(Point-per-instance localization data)
BEGIN
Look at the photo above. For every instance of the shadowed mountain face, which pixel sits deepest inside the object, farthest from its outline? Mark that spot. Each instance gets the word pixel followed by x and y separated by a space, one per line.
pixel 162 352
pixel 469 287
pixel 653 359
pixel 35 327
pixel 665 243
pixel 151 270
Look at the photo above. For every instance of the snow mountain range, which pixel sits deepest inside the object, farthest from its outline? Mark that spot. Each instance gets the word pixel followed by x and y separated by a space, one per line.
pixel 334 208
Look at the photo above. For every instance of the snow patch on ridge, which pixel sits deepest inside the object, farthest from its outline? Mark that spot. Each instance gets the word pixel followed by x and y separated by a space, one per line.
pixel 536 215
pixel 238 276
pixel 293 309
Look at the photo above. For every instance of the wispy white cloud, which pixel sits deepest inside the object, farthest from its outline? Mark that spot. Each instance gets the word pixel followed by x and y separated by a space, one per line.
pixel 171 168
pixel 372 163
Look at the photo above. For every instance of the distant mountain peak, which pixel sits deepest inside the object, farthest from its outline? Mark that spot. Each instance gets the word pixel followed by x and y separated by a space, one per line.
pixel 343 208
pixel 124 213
END
### About this exercise
Once you have read the data above, print all of it again exactly.

### Exercise answer
Look at the photo above. For every instance of the shadowed mountain face, which pixel sits deepest inside the object, farthest from its outline? Mark that spot. Each instance gets the word pixel followed by x and y separated by a space, one per line.
pixel 162 352
pixel 469 287
pixel 653 359
pixel 35 327
pixel 665 243
pixel 151 270
Look at the photo above. For every instance of the snow mountain range, which pixel sits deepest inside the object, farthest from its outline? Mark that spot. Each instance gets the word pixel followed by x and y separated by a space, one per line.
pixel 334 208
Look at the photo above. For every instance of the snow patch on ridge, which pixel sits deepest inside the object, farthest from its outline? Mark that spot. Each instance gets the word pixel followed by x and y separated by a space, one per line.
pixel 536 215
pixel 238 276
pixel 293 309
Look at the photo above. For every instance of the wispy white cloud, which pixel sits deepest inside the object, farthest from its outline? Mark that spot. Each instance gets the word pixel followed by x and y separated by a space, one per line.
pixel 171 168
pixel 372 163
Look at the photo above. For every instance of the distant mountain peak, which pixel sits deepest inside the object, farthest from its outline? Mark that spot. Each instance gets the word pixel followed by x and y separated by a space, one per line.
pixel 343 208
pixel 124 213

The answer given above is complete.